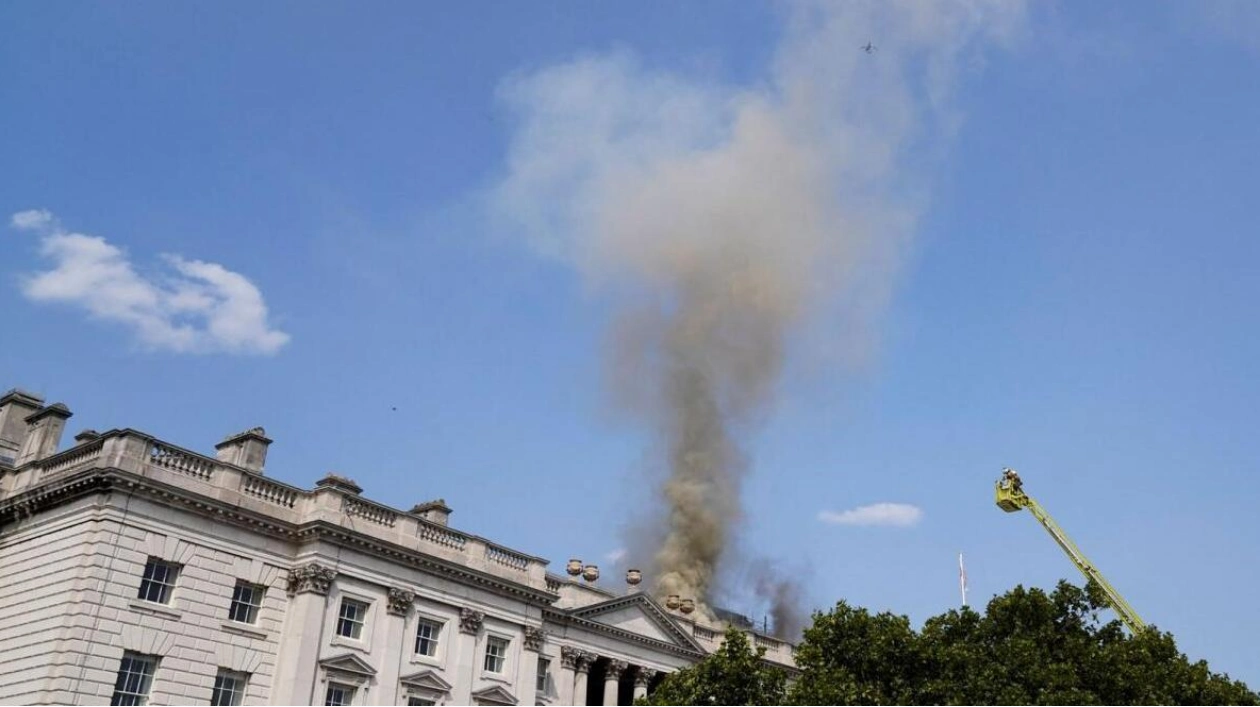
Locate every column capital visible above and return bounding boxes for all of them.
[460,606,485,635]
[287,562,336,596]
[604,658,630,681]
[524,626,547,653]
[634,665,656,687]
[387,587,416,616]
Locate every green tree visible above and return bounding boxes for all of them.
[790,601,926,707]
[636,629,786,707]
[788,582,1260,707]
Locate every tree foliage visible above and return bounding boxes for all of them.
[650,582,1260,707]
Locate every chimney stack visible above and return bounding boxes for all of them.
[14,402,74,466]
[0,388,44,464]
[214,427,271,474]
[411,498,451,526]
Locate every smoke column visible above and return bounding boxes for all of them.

* * * * * * *

Problem to work on: Can you write out the whole listing above again, requests included, with every bounding-box coordinate in the answers lowered by 121 and the pictures left out?

Answer:
Locate every column capital visible above and return bounding boxes for all of them.
[339,485,364,514]
[166,441,215,475]
[483,537,509,560]
[403,505,426,532]
[513,544,535,566]
[266,466,295,495]
Locate every green tree visible above and return bounding boxes for all of them.
[669,480,805,586]
[515,508,665,586]
[667,461,1139,586]
Locate every tree foliage visible above and return bounding boxes for all of them.
[529,461,1139,586]
Locate every chimney stack visible above and return bounding boxes for all of them.
[-107,281,-47,345]
[-121,267,-77,343]
[93,306,150,353]
[290,377,330,405]
Locate every smoke column visible above and return bounding boxes for all of them.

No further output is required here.